Saved data entries
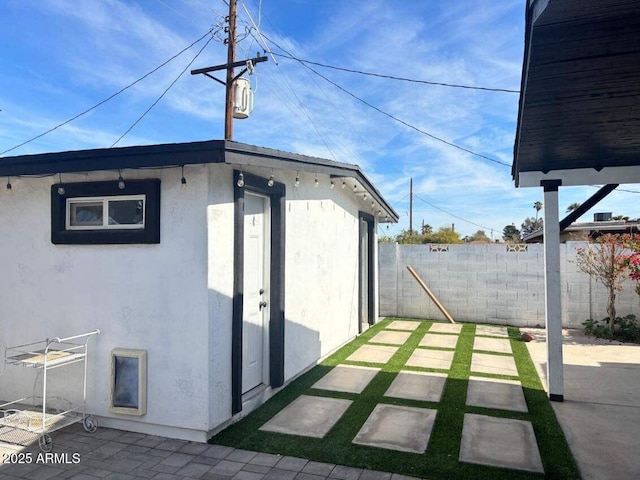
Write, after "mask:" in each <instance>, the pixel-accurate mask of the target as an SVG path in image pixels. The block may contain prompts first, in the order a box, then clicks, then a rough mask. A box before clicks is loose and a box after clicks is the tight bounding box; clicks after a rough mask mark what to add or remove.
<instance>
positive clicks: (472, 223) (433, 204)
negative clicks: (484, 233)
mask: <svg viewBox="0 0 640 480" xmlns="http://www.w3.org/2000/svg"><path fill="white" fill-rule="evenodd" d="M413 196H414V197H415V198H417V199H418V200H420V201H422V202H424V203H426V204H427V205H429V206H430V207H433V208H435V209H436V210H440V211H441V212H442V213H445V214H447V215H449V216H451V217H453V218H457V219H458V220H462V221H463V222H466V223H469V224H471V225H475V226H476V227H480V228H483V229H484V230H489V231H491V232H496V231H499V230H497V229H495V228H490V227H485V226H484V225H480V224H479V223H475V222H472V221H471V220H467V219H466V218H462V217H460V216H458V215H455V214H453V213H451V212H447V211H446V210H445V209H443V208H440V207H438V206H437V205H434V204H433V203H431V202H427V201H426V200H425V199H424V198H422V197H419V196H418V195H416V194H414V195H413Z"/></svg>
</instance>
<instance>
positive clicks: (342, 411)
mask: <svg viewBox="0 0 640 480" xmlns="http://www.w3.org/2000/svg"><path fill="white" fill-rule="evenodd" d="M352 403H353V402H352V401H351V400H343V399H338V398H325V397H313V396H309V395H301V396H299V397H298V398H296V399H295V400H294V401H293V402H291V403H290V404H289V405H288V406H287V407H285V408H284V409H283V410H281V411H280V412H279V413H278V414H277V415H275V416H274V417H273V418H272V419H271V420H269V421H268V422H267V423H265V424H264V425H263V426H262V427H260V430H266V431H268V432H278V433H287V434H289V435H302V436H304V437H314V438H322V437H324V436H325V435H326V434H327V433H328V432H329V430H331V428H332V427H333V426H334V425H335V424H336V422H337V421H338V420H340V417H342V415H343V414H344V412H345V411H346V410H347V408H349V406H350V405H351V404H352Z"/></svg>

◆ AIM OF THE EXERCISE
Check each line in the records above for the word "instance". Return those that have it.

◆ EXPECTED ANSWER
Write, after "mask:" in each <instance>, the pixel-accurate mask of the target as an SVG path in image pixels. The block may contain prompts first, in the order a box, then clicks, then a rough mask. A box before clicks is loose and a box after clicks is the tight bounding box; clicks after a rough mask mark what to add or remove.
<instance>
</instance>
<instance>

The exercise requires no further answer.